Segment Open

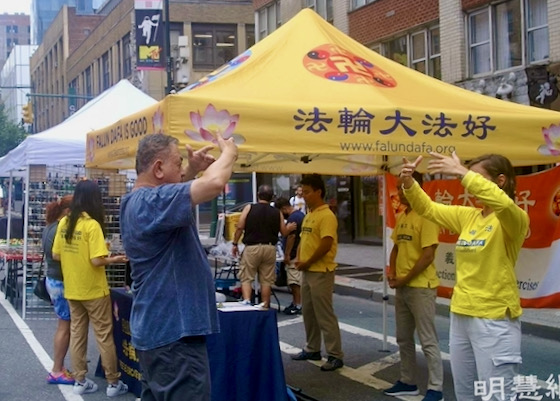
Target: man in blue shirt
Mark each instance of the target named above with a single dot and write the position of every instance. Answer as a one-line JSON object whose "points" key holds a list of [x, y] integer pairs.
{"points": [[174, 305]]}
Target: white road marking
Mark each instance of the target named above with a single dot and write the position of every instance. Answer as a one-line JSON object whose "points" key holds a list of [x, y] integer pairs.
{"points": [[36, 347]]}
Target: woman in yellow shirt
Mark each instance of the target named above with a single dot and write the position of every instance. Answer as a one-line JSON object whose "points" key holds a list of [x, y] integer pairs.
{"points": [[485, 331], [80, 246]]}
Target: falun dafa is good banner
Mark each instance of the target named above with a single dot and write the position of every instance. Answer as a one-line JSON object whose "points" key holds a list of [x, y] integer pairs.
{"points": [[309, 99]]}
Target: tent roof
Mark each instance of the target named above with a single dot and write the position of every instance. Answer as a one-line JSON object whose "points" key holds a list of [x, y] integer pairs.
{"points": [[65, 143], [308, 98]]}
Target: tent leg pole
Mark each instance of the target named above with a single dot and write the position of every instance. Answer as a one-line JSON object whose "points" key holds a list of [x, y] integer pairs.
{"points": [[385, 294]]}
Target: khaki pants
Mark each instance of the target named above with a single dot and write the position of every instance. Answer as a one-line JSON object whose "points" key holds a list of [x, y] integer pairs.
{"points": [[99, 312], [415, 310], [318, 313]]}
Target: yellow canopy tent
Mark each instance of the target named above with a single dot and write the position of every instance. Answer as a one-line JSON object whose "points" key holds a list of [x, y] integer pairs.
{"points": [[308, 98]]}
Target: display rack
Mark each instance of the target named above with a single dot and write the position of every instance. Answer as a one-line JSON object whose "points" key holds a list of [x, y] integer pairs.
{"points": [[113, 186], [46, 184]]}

Segment Closed

_What needs to be done_
Whenever "shirt" occurs in a line of the entries, copy that line.

_Solution to this exercise_
Target: man in blue shirt
Target: woman in yellow shirt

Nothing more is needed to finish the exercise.